§ **PROBLEMS TO WORK ON**
**a.** From the review of Metaxas's book, print the part that begins at the words "One more note: I" and stops after "Metaxas doesn’t say.". Copy every word and mark unchanged.
**b.** Answer these questions from the review of Metaxas's book:
(i) How many pages does the book give to miracle stories?
(ii) Whose story did the reviewer find the most moving?
(iii) In which hospital was Hector under the care of doctors?
**c.** Decide whether each statement agrees with the review of Metaxas's book. Answer yes or no, and quote the words of the review that decide it.
(i) The reviewer found plenty of Metaxas's signature wit in the book.
(ii) Cisco, another prisoner, prayed for Hector's healing.
(iii) Metaxas offers theological commentary on the Catholic woman's prayer to her deceased husband.

In my opinion, it is the second part of the book that is its heart and soul. Over two hundred pages are devoted to various miracles stories relayed to or, in the case of at least two, experienced by, the author. The stories are presented in various groupings: conversion miracles, physical healing miracles, inner healing miracles, angelic appearances, and assorted other miracles that don’t fit neatly into other categories.

Instead of trying to summarize all these stories, I’ll offer some thoughts:

The conversion stories were all encouraging to read. I suppose all the miracle stories were encouraging, and that is Metaxas’s point.

The stories are told clearly and fairly well, though I was expecting more of Metaxas’s signature wit, which was largely missing throughout this book. (It is at this point that I should report the funniest line of the book, which comes from the first part: “For these people [ones who love miracles but don’t want to use reason or examine evidence], exactly what one believes in matters less than belief itself, and they don’t want to get too close to the details of it, lest they eff the ineffable and the fairy dust be blown away” (13, original emphasis).

I personally found the story about story of April Hernandez, her abortion, and subsequent experience of forgiveness the most moving story. It was told with honesty, compassion (yet not condoning of the sin), and hope.

The most amazing story was of a man named Hector who was supposedly healed of AIDS. Hector was a prisoner who was wasting away. Another prisoner, Cisco, prayed for his healing and, though Hector was about to die, he is reported to be healed of AIDS. I have no doubt that this is possible. Yet what I find strange is that though Hector was under the care of doctors (including a Dr. Matthews), in a specific hospital (Kings County Hospital), at a certain time in history, we have no indication that Metaxas actually contacted the prison, the hospital, or the doctors to vet the story (remember he said he personally vetted each story). I don’t find it incredible that God could heal a man of AIDS. But I find it hard to believe that this story didn’t make national headlines.

One more note: I was very disappointed that Metaxas tells the story of a Catholic woman who prays to her deceased husband for something, a request that apparently was answered. I have no doubt that this happened, or that the thing for which the woman asked occurred, but there was no theological commentary. Should we believe that God answered the prayer in spite of the woman’s bad theology? Or could this possibly be activity of demons? (Remember the point above about how not everything supernatural is of the Lord.) Metaxas doesn’t say.

§ **DATA EXTRACTS**
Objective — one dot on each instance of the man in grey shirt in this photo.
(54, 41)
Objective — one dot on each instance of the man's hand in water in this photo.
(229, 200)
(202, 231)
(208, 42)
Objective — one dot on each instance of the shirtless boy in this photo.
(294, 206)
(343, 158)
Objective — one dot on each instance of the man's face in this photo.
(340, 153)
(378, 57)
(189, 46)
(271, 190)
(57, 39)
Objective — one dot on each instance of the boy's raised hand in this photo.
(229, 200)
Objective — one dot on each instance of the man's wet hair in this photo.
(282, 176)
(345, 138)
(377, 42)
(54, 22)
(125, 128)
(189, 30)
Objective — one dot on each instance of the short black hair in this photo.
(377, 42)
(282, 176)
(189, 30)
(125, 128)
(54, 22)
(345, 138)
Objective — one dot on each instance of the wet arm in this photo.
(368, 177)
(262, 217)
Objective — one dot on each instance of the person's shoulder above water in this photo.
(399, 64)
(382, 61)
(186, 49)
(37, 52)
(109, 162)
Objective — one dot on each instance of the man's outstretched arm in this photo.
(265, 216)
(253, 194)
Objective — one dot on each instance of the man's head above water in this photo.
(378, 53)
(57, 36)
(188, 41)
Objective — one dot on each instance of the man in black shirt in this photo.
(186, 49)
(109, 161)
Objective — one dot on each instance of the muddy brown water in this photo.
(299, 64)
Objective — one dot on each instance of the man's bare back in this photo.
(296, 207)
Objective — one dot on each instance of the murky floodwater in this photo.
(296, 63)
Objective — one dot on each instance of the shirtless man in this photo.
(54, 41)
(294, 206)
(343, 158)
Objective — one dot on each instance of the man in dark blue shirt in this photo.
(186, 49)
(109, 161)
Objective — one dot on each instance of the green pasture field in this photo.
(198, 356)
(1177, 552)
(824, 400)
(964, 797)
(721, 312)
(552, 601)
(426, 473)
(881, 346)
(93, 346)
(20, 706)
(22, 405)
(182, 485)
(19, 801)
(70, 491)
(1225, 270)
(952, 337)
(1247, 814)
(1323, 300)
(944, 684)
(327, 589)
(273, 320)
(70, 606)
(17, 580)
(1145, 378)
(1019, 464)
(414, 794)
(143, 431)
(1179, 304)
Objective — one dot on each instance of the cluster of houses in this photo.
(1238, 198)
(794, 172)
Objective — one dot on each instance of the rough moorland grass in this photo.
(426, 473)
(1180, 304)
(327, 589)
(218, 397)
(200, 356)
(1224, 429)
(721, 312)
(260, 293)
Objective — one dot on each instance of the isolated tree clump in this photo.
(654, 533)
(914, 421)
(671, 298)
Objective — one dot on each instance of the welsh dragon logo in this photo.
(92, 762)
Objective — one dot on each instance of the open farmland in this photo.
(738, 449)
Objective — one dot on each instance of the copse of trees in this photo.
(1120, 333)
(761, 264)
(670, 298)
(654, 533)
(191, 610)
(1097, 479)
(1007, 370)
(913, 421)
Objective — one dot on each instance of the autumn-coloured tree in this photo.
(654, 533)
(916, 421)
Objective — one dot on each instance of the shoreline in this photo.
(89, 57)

§ **OUTPUTS FOR THE TASKS**
**a.**
One more note: I was very disappointed that Metaxas tells the story of a Catholic woman who prays to her deceased husband for something, a request that apparently was answered. I have no doubt that this happened, or that the thing for which the woman asked occurred, but there was no theological commentary. Should we believe that God answered the prayer in spite of the woman’s bad theology? Or could this possibly be activity of demons? (Remember the point above about how not everything supernatural is of the Lord.) Metaxas doesn’t say.

**b.**
(i) Over two hundred pages.
(ii) The story of April Hernandez.
(iii) Kings County Hospital.

**c.**
(i) No: "I was expecting more of Metaxas’s signature wit, which was largely missing throughout this book"
(ii) Yes: "Another prisoner, Cisco, prayed for his healing"
(iii) No: "but there was no theological commentary"